• _Document segment_:
12. So also, in case of offences under a Special Act enacted after the Probation of Offenders Act which prescribes a minimum sentence of imprisonment the provisions of the Probation of Offenders Act cannot be invoked if the Special Act contains a provision similar to Section 43, of Defence of India Act, 1962, as has been held by the Apex Court in Superintendent, Central Excise, Bangalore v. Bahubali . Likewise, in Dalbir Singh v. State of Haryana the Apex Court held that the benefit of the said Act should not normally be afforded in respect of the offences under Section 304-A IPC when it involves rash or negligent driving. These are the instances for showing how the nature of the offences could dissuade the Court to give the benefit. The Apex Court also indicated that the courts should be wary of extending the benefit of Probation of Offenders Act to offences relating to Corruption, narcotic drugs etc.,

13. Thus, there is a specific bar for invocation of Probation of Offenders Act for the accused convicted under Sections 13(1)(c) read with Section 13(2) of the said Act. As far as this case is concerned, the accused is convicted under Section 13(1)(c) of the said Act and also under Section 409 IPC. Therefore, neither the provisions of the Probation of Offenders Act, nor Section 360 Cr.P.C., can be invoked to show leniency on A.1.

14. In this respect it is useful to refer to the judgment in State through S.P,. New Delhi v. Ratan Lal Arora 2004 SCC (Cri) 1353, wherein their Lordships have held as follows:

In view of the provisions of Section 8 of the General Clauses Act, 1897, the references to Section 562 CrPC., 1898 and Section 5(2) of the Prevention of Corruption Act, 1947 in Sections 19 and 18 of the Probation Act respectively have to be inevitably read as references to their corresponding provisions in Cr.PC., 1973 and the Prevention of Corruption Act, 1988. Consequently, for the conviction under Section 13(2) of the Act the principles enunciated under the Probation Act cannot be extended at all in view of the mandate contained in Section 18 of the said Act. So far as Section 360 of the Code is concerned, on and from the date of extension and enforcement of the provisions of the Probation Act to Delhi, powers under Section 562 Crp.C., 1998 and after its repeal and replacement powers under Section 360 Cr.PC., 1973, cannot be invoked or applied at all, as has been done in the present case.

The judgments referred to above squarely apply to this case also.

15. However, Mr. S. Ashok Kuamr, learned Senior Counsel would submit that the accused has paid the entire amount as admitted by the prosecution and thus there is no loss to the Bank. The Bank has not lodged any complaint. But on some information, the CBI itself has registered a case and prosecuted the accused which ended in conviction. At the time of conviction the accused was 64 years of age and now he is 72 years old and according to the learned senior counsel his movements are restricted and he is not able to move freely without the assistance of his close relatives and would submit that if he is sent to jail he will not survive. Therefore, the learned senior counsel would submit the following judgments of the Hon’ble Supreme Court.

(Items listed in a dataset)
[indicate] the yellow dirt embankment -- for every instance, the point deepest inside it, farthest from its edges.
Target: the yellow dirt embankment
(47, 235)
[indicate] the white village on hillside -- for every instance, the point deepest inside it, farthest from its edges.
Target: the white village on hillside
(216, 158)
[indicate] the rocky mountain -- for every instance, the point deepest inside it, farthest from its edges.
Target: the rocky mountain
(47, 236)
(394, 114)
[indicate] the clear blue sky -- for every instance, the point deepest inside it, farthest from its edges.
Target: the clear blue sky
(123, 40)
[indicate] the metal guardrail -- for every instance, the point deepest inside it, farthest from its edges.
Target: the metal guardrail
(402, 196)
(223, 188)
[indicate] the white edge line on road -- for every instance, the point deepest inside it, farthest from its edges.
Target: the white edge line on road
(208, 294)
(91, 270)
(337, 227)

• _What the task asks_: List every court case cited by name in the probation-law excerpt above.

• _Exercise response_:
Superintendent, Central Excise, Bangalore v. Bahubali
Dalbir Singh v. State of Haryana
State through S.P,. New Delhi v. Ratan Lal Arora